» **Exercise goal**: Extract each of the lines below word for word, and leave the pictures out of your answer.

» **Extracted records**:
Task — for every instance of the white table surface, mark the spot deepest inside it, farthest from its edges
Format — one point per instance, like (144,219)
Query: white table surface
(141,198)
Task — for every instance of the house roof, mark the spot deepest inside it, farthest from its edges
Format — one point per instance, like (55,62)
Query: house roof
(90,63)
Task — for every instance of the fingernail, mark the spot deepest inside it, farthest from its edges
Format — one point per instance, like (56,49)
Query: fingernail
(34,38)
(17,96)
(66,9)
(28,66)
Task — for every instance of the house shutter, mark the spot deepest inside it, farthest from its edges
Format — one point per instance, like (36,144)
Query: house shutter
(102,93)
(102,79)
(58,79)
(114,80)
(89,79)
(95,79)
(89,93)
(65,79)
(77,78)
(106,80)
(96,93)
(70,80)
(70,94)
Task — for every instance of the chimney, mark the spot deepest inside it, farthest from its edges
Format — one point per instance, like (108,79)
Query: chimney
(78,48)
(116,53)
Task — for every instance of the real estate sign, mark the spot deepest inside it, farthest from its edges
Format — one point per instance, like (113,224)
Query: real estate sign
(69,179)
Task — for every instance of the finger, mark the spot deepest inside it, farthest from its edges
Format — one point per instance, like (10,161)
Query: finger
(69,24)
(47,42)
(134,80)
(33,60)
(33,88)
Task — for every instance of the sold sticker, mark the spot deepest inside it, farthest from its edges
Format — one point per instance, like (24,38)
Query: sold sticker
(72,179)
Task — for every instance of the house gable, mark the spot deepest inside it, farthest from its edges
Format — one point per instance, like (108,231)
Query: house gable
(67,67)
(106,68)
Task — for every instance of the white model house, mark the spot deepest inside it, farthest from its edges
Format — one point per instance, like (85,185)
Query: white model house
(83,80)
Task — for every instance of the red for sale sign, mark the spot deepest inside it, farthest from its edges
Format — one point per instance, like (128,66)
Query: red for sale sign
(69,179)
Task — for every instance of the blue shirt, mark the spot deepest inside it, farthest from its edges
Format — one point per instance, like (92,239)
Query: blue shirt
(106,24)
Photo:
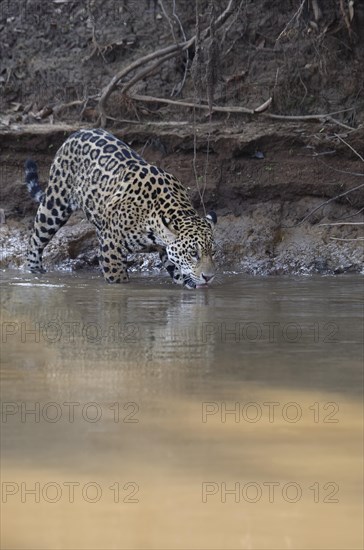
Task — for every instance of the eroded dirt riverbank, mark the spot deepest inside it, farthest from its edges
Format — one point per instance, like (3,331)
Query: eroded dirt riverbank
(260,202)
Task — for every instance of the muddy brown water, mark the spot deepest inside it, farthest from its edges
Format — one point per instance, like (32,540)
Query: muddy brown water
(146,416)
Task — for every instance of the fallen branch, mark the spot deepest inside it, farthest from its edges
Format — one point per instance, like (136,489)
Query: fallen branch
(341,223)
(241,110)
(323,204)
(162,53)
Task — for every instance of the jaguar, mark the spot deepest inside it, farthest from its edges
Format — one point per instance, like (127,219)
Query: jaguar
(134,206)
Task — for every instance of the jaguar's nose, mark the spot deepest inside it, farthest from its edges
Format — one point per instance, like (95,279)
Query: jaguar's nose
(207,278)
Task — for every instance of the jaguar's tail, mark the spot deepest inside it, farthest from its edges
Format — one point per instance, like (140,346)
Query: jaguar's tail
(32,181)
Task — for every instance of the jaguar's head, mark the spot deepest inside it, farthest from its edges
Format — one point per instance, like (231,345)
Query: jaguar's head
(191,248)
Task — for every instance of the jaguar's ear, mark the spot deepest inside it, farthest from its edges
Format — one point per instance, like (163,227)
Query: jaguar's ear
(211,218)
(168,233)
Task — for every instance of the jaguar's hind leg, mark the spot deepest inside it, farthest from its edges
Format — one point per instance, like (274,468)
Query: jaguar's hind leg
(50,217)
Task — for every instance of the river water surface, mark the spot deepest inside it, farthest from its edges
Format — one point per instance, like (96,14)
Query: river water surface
(146,416)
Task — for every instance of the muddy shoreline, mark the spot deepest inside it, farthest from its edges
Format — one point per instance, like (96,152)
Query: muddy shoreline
(260,202)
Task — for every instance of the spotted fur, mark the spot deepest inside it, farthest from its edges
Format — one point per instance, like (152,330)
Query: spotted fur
(135,207)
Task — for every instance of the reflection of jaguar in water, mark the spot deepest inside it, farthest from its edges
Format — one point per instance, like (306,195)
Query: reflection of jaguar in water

» **Full response**:
Task — for every instance of the white table surface, mark the spot deepest inside it, farthest from its edges
Format — one point per instance, like (144,219)
Query: white table surface
(141,198)
Task — for every instance of the house roof, mark the spot deepest inside it, farthest from its edges
Format — one point per instance, like (55,62)
Query: house roof
(90,63)
Task — for every instance of the fingernail, mark the spot deepest inside it, farthest from its edges
Format — one point per instance, like (56,49)
Query: fingernail
(34,38)
(17,96)
(66,9)
(28,66)
Task — for every instance of the house shutter, mark the spot deepest inside it, farthest from its edges
Format — one point per instance, like (36,144)
Query: house shutter
(102,93)
(102,79)
(58,79)
(114,80)
(89,79)
(95,79)
(89,93)
(65,79)
(77,78)
(106,80)
(96,93)
(70,80)
(70,94)
Task — for every instance of the chimney, mark the spot deepest inside it, farthest from its edges
Format — one point per instance, like (108,79)
Query: chimney
(78,48)
(116,53)
Task — for every instance of the real estate sign, mark the spot deepest inside it, farthest from its edges
Format — one point per instance, like (113,224)
Query: real estate sign
(69,179)
Task — for every instance of the finger, mark the spot deepest inside it, farthest from its edges
Format — one point per instance, like (10,161)
Query: finger
(69,24)
(47,42)
(134,80)
(33,60)
(33,88)
Task — for every instance of the sold sticker, mark the spot deepest inside it, farthest from its edges
Format — one point per instance, like (24,38)
Query: sold sticker
(72,179)
Task — for every instance of the house gable, mark the spot deepest inside it, farthest from its edges
Format — one point per instance, like (108,231)
Query: house gable
(67,67)
(106,68)
Task — for every instance of the white model house, mark the spot deepest inside it, farthest from its edges
Format — one point per instance, like (85,185)
Query: white model house
(83,80)
Task — for every instance of the red for sale sign, mark the spot deepest inside it, farthest from its edges
Format — one point per instance, like (128,66)
Query: red for sale sign
(69,179)
Task — for every instance of the blue shirt, mark the spot deepest inside it, farthest from its edges
Format — one point per instance, like (92,239)
Query: blue shirt
(106,24)
Photo:
Task — for every instance of the eroded dirt riverbank, mark the spot deepest inside it, farthest from its edges
Format — one point per instance, like (3,331)
Query: eroded dirt riverbank
(260,202)
Task — for every instance of the muddy brown water, mark the spot deepest inside it, farthest from its edges
Format — one point per instance, like (32,540)
Query: muddy brown water
(146,416)
Task — for every instance of the fallen branch, mark the spot deepest inside it, farthest from its edges
Format — one point per instance, like (136,489)
Query: fallen branch
(341,223)
(241,110)
(323,204)
(162,53)
Task — for every instance of the jaguar, mark the spot deepest inside it, farthest from its edges
Format — one point per instance, like (127,219)
Query: jaguar
(134,206)
Task — for every instance of the jaguar's nose, mark the spot deepest inside it, farthest from its edges
Format — one point per instance, like (95,279)
Query: jaguar's nose
(207,278)
Task — for every instance of the jaguar's tail, mark the spot deepest inside it, farthest from its edges
Format — one point per instance, like (140,346)
Query: jaguar's tail
(32,181)
Task — for every instance of the jaguar's head, mark the spot deepest inside it, farthest from its edges
Format — one point per instance, like (231,345)
Query: jaguar's head
(191,248)
Task — for every instance of the jaguar's ear, mark the spot deepest inside it, farthest from its edges
Format — one point per instance, like (163,227)
Query: jaguar's ear
(211,218)
(168,233)
Task — for every instance of the jaguar's hind leg, mark the spot deepest inside it, farthest from its edges
Format — one point per instance, like (274,468)
Query: jaguar's hind leg
(50,217)
Task — for every instance of the river water surface, mark the spot deepest inside it, farthest from its edges
Format — one point per instance, like (96,14)
Query: river water surface
(146,416)
Task — for every instance of the muddy shoreline, mark the spot deepest inside it, farthest from its edges
Format — one point per instance, like (96,152)
Query: muddy shoreline
(260,202)
Task — for every instance of the spotted fur, mark the spot deepest inside it, farthest from its edges
Format — one point per instance, like (152,330)
Query: spotted fur
(135,207)
Task — for every instance of the reflection of jaguar in water, mark the spot deepest inside it, farthest from its edges
Format — one point per instance, like (306,195)
Query: reflection of jaguar in water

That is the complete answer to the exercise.